> **Exercise prompt**
Return the data that follows, keeping every word and mark unchanged.

> **Available records**
------------------------------------------------------------

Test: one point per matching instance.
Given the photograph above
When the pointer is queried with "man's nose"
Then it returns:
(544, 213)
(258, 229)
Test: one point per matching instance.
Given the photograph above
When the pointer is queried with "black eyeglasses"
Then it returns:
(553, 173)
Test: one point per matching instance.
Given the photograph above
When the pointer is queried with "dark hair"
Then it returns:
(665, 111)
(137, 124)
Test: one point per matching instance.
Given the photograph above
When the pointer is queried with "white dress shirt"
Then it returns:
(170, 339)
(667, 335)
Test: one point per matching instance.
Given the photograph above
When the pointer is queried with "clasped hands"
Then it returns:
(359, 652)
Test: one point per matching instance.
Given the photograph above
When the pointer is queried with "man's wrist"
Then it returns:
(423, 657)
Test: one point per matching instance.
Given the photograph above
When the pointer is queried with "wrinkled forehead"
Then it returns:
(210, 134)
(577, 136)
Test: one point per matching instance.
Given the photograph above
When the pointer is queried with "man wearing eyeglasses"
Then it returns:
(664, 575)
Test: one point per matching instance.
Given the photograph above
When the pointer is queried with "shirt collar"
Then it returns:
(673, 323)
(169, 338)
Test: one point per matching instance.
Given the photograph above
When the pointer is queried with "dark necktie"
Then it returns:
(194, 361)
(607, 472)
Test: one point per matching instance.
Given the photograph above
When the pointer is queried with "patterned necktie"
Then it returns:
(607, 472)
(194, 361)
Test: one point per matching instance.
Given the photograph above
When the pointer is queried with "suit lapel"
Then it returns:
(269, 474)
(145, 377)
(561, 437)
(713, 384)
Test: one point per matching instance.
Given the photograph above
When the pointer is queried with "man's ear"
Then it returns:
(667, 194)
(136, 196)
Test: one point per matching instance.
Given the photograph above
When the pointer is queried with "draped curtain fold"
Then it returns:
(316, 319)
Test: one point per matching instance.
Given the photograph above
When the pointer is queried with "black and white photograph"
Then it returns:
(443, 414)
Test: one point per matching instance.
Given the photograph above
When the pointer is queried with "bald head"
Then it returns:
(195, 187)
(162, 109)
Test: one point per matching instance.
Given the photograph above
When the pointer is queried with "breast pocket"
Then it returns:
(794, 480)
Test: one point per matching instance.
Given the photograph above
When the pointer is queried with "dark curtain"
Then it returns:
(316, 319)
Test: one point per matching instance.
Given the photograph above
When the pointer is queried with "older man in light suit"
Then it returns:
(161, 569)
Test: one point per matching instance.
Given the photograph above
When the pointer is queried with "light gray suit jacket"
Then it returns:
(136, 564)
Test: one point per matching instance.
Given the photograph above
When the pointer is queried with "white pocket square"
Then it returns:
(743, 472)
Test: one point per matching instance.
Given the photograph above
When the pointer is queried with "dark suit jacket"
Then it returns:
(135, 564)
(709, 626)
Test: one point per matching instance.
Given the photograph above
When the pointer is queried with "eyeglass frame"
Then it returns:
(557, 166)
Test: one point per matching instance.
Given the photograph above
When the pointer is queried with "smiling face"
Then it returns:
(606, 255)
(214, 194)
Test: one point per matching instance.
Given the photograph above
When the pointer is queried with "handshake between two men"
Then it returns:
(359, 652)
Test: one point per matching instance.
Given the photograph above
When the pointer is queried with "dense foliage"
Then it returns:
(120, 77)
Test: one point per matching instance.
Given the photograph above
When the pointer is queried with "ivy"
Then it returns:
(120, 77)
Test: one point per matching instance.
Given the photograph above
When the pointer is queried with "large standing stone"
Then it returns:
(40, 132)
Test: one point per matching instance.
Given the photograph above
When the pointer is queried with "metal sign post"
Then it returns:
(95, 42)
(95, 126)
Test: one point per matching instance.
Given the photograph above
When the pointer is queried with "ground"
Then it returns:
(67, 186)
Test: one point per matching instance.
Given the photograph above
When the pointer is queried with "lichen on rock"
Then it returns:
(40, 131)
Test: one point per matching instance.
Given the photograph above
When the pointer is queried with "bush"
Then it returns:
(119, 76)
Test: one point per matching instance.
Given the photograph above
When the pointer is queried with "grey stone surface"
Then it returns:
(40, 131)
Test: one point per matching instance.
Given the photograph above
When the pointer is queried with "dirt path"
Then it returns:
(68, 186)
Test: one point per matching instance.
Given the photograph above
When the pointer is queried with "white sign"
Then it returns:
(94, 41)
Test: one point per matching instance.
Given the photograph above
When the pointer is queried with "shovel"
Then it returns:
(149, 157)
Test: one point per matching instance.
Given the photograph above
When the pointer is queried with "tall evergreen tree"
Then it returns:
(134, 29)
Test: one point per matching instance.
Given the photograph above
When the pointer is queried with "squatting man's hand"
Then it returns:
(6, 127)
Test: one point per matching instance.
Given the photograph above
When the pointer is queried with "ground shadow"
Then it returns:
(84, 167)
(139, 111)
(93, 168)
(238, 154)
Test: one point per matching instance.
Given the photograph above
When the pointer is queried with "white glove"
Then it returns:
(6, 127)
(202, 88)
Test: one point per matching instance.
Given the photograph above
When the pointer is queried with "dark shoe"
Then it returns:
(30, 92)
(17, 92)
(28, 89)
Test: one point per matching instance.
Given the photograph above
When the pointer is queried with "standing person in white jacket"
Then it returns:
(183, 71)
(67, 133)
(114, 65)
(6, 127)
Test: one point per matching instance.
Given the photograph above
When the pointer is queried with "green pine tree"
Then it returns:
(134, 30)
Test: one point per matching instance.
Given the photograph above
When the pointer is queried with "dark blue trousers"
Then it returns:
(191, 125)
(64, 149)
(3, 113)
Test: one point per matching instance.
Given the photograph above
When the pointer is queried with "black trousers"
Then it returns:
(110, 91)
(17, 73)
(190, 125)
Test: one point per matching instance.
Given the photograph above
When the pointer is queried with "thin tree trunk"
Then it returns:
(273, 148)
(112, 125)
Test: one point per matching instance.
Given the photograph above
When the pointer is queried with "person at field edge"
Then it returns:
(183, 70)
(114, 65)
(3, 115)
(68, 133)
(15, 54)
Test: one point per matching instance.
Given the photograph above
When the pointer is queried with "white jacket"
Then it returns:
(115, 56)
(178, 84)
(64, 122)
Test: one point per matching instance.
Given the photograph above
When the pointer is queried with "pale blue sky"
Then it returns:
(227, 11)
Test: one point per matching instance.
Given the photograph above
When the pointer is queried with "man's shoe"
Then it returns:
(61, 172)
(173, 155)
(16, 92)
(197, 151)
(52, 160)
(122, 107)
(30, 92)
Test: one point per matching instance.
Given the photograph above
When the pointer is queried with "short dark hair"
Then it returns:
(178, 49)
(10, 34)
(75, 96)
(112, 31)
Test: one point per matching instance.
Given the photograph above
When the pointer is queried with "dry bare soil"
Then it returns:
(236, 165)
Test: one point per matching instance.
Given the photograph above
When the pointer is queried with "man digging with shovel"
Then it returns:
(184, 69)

------------------------------------------------------------

> **Written reply**
Test: one point per matching instance.
Given the photograph above
When the pointer is queried with "man's nose"
Then it returns:
(544, 213)
(258, 229)
Test: one point per matching instance.
Given the photograph above
When the pointer is queried with "black eyeglasses"
Then it returns:
(553, 173)
Test: one point per matching instance.
Given the photograph above
When the pointer is queried with "dark hair"
Then it returns:
(665, 111)
(137, 124)
Test: one point per matching instance.
Given the photograph above
When the pointer is queried with "white dress shirt"
Then it returns:
(170, 339)
(667, 335)
Test: one point per matching instance.
Given the photograph above
When the pointer is queried with "clasped hands"
Then it returns:
(359, 652)
Test: one point per matching instance.
Given the photograph above
When the pointer is queried with "man's wrist"
Then it returns:
(423, 657)
Test: one point per matching instance.
Given the photograph above
When the pointer is queried with "wrinkled forehead"
Then it returns:
(210, 134)
(577, 136)
Test: one point per matching instance.
Given the photograph above
When the pointer is queried with "man wearing eyeglasses"
Then it returns:
(664, 575)
Test: one point per matching instance.
Given the photograph above
When the pointer is queried with "shirt collar"
Then it returns:
(673, 323)
(169, 338)
Test: one point per matching instance.
Given the photograph above
When the pointer is queried with "dark necktie"
Then it returns:
(194, 361)
(607, 472)
Test: one point per matching instance.
Given the photograph above
When the pointer is queried with "patterned necktie"
Then it returns:
(607, 472)
(194, 361)
Test: one point per matching instance.
Given the photograph above
When the pointer is queried with "suit lapel"
Then it returns:
(269, 474)
(145, 377)
(561, 437)
(713, 384)
Test: one point per matching instance.
Given the photograph above
When the pointer is queried with "man's ear"
Then it returns:
(667, 194)
(136, 196)
Test: one point per matching instance.
Given the photograph above
When the pointer is queried with "draped curtain fold"
Then it returns:
(316, 319)
Test: one point per matching instance.
Given the photograph above
When the pointer is queried with "black and white photograph"
Then it returns:
(443, 414)
Test: one point per matching instance.
Given the photograph above
When the pointer is queried with "bald head"
Then it returns:
(195, 187)
(162, 109)
Test: one point per matching instance.
Given the photograph above
When the pointer is queried with "breast pocket"
Then it returns:
(794, 480)
Test: one point per matching instance.
Given the photograph above
When the pointer is queried with "dark curtain"
Then it returns:
(316, 319)
Test: one point per matching instance.
Given the photograph above
When the pointer is queried with "older man in light suit"
Then it returns:
(161, 569)
Test: one point per matching instance.
Given the photograph above
When the pointer is queried with "light gray suit jacket"
Then it returns:
(136, 564)
Test: one point per matching instance.
Given the photograph above
When the pointer is queried with "white pocket square"
Then it returns:
(743, 472)
Test: one point per matching instance.
Given the photograph above
When the pointer is queried with "dark suit jacket"
Then it returns:
(135, 564)
(709, 626)
Test: one point per matching instance.
Given the photograph above
When the pointer is queried with "eyeglass frame"
Then it returns:
(557, 166)
Test: one point per matching instance.
Given the photograph above
When the pointer is queried with "smiling face"
Then it returns:
(606, 255)
(214, 194)
Test: one point per matching instance.
Given the photograph above
When the pointer is queried with "handshake between two men"
Then it returns:
(359, 652)
Test: one point per matching instance.
Given the photograph above
When the pointer is queried with "dense foliage"
Then it returns:
(120, 77)
Test: one point per matching instance.
Given the photograph above
When the pointer is queried with "ivy"
Then it returns:
(120, 77)
Test: one point per matching instance.
Given the photograph above
When the pointer is queried with "large standing stone"
Then it returns:
(40, 132)
Test: one point per matching instance.
Given the photograph above
When the pointer is queried with "metal sign post"
Then it returns:
(95, 42)
(95, 126)
Test: one point per matching instance.
Given the photograph above
When the pointer is queried with "ground"
Then it returns:
(67, 186)
Test: one point per matching instance.
Given the photograph above
When the pointer is queried with "lichen on rock"
Then it returns:
(40, 131)
Test: one point per matching instance.
Given the photograph above
When the pointer is queried with "bush"
Then it returns:
(119, 76)
Test: one point per matching instance.
Given the photograph above
When the pointer is queried with "grey stone surface"
Then it returns:
(40, 131)
Test: one point per matching instance.
Given the photograph above
When the pointer is queried with "dirt path"
Then it returns:
(68, 186)
Test: one point per matching instance.
Given the photograph above
When the pointer is queried with "white sign"
Then it returns:
(94, 41)
Test: one point per matching instance.
Given the photograph above
When the pointer is queried with "shovel"
Then it returns:
(149, 157)
Test: one point per matching instance.
Given the photograph above
When the pointer is queried with "tall evergreen tree"
Then it returns:
(134, 29)
Test: one point per matching instance.
Given the photograph above
When the pointer is queried with "squatting man's hand"
Then it returns:
(6, 127)
Test: one point per matching instance.
Given the photograph above
When the pointer is queried with "ground shadow"
Then it returns:
(84, 167)
(139, 111)
(93, 168)
(238, 154)
Test: one point per matching instance.
Given the photograph above
When the pointer is queried with "white glove"
Then it returns:
(6, 127)
(202, 88)
Test: one point per matching instance.
Given the photograph above
When the pointer is queried with "dark shoe"
Then it returns:
(30, 92)
(17, 92)
(28, 89)
Test: one point per matching instance.
Given the photograph above
When the pointer is queried with "standing person in white jacket"
Then it returns:
(183, 71)
(67, 133)
(114, 65)
(6, 127)
Test: one point per matching instance.
Given the photograph above
When the pointer is queried with "green pine tree"
Then it returns:
(134, 30)
Test: one point per matching instance.
Given the photograph above
When the pointer is queried with "dark blue trousers"
Then it returns:
(191, 125)
(64, 149)
(3, 113)
Test: one point per matching instance.
Given the photograph above
When the pointer is queried with "black trousers"
Then it returns:
(110, 91)
(17, 73)
(190, 125)
Test: one point per matching instance.
Given the photograph above
When the pointer is queried with "thin tree trunk"
Then it returns:
(273, 148)
(112, 125)
Test: one point per matching instance.
Given the photograph above
When the pointer is queried with "person at field edge"
Then it returns:
(183, 70)
(114, 65)
(3, 115)
(68, 133)
(15, 54)
Test: one point per matching instance.
Given the photograph above
When the pointer is queried with "white jacket"
Then it returns:
(115, 56)
(178, 84)
(64, 122)
Test: one point per matching instance.
Given the photograph above
When the pointer is queried with "pale blue sky"
Then it returns:
(227, 11)
Test: one point per matching instance.
Given the photograph above
When the pointer is queried with "man's shoe"
Then it returns:
(61, 172)
(173, 155)
(16, 92)
(197, 151)
(52, 160)
(122, 107)
(30, 92)
Test: one point per matching instance.
Given the photograph above
When the pointer is queried with "short dark hair"
Then it returns:
(178, 49)
(10, 34)
(75, 96)
(112, 31)
Test: one point per matching instance.
Given the photograph above
When the pointer is queried with "dry bare soil"
Then it returns:
(236, 165)
Test: one point per matching instance.
Given the photograph above
When the pointer is queried with "man digging with shovel"
Then it returns:
(184, 69)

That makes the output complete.